On 14 Jun 2009, whollygoat@letterboxes.org wrote:
> On Sun, 14 Jun 2009 08:26 +0100, "Anthony Campbell"
> <ac@acampbell.org.uk> wrote:
> > On 13 Jun 2009, gcrimp@vcn.bc.ca wrote:
> > > Hi,
> > > 
> > > I've just installed cups to manage an HP Laserjet 6P.  It web 
> > > interface finds the printer everything is peachy until I select 
> > > a driver and click on "Add Printer".  At that point I am 
> > > prompted for a username and a password.
> > > 
> > [snip]
> > 
> > Not a direct answer to your question, I'm afraid, but I have always
> > found cups to be a nightmare. I much prefer lprng + magicfilter, which
> > is trivially easy to set up and works perfectly for me both for native
> > and remote printing on the network.
> > 
> 
> Cups is daunting, I agree, but I didn't find lprng any less so, 
> though I haven't used it in probably 10 years or more.  The syntax
> of the configuration files is difficult and the documentation opâque
> and rather sparse.  I'd probably give lprng another try except that 
> cups seems to be the de facto standard and better supported in terms 
> of documentation.

● ● ● ● ●

**Set task 1**
In the email thread about cups, what setup does Anthony Campbell say he prefers?
**Set task 2**
Carry on the email thread about cups from its last line.
The listing that follows has nothing to do with the email thread about cups.

**Dataset content**
● ● ● ● ●

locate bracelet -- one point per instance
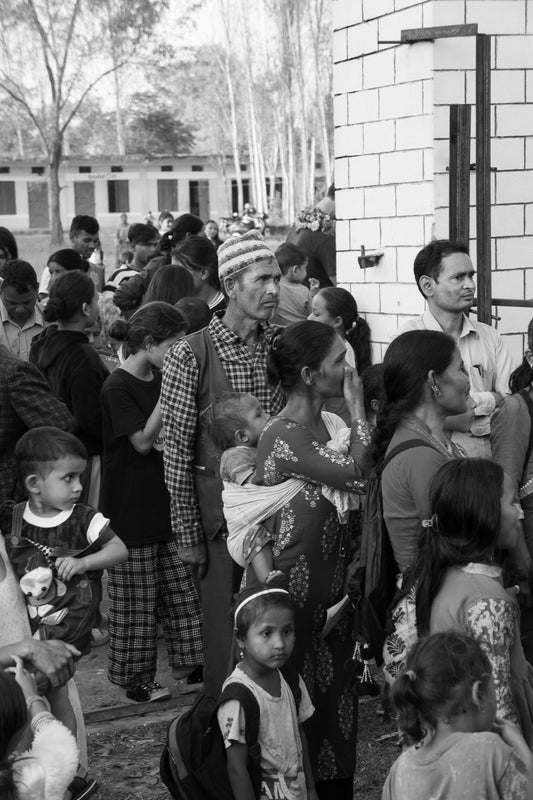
(37, 698)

● ● ● ● ●

**Written answer 1**
lprng + magicfilter

**Written answer 2**
> 
> will

Yes, give it another go. My experience of lprng in the past was similar
to yours and I atayed with old-fashioned lpd/lpr, but a few months ago I
installed lprng more or less by accident and found it to be no problem
to set up at all. 

I don't know about cups being the standard, but for me magicfilter has
always worked perfectly so I'm very glad it still exists. I suppose
there may be printers it doesn't support but it's always worked for
mine. I recently bought a Samsung laser printer and the first filter I
tried (ljet4) worked instantly,

Anthony

-- 
Anthony Campbell - ac@acampbell.org.uk 
Microsoft-free zone - Using Debian GNU/Linux
http://www.acampbell.org.uk (blog, book reviews, 
and sceptical articles)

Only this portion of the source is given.